* Begin Data listing *
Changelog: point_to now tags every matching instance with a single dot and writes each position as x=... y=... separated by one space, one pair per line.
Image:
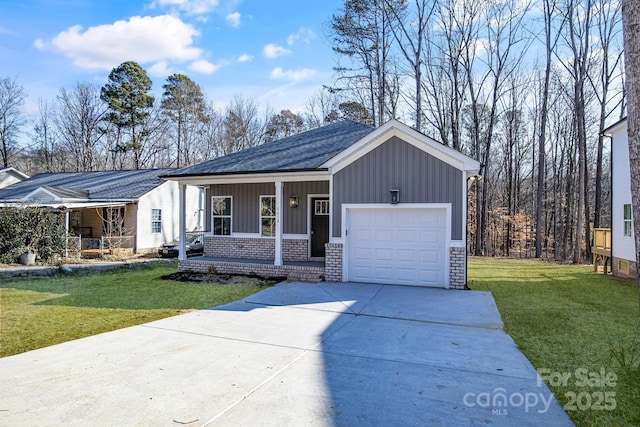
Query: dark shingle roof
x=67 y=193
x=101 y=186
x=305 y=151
* End Data listing *
* Begin Data listing *
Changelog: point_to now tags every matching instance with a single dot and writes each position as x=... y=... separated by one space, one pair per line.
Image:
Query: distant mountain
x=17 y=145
* End Data listing *
* Begin Data listing *
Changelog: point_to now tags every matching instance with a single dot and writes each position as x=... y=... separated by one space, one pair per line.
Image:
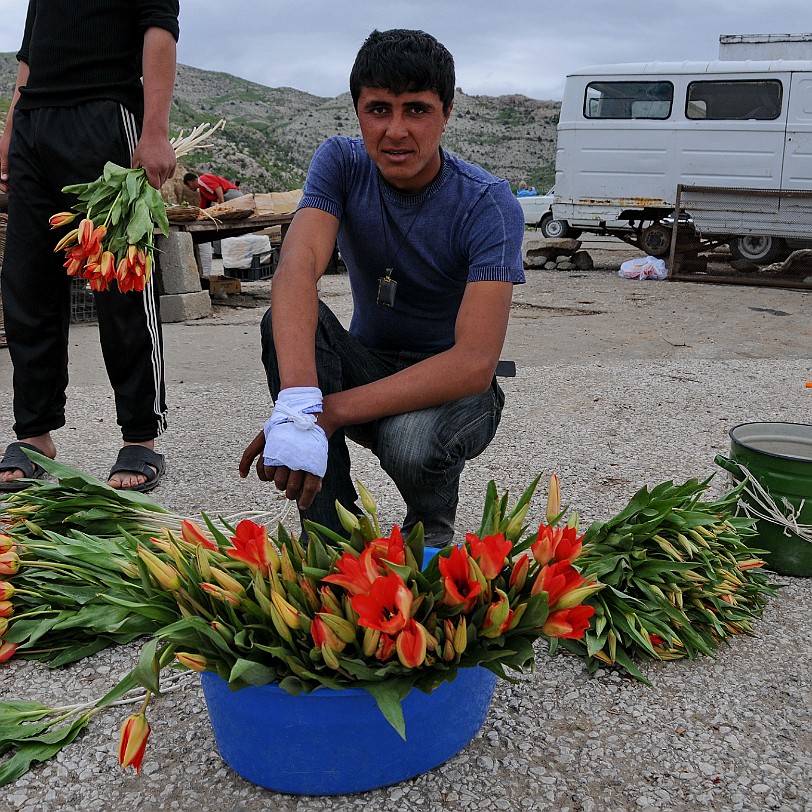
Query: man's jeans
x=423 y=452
* End Data listing *
**Work to do:** Please identify every line in the items above that contains the word "Query" and copy each of those lines in full.

**Complete output:**
Query: dark shingle roof
Query: distant mountain
Query: man's jeans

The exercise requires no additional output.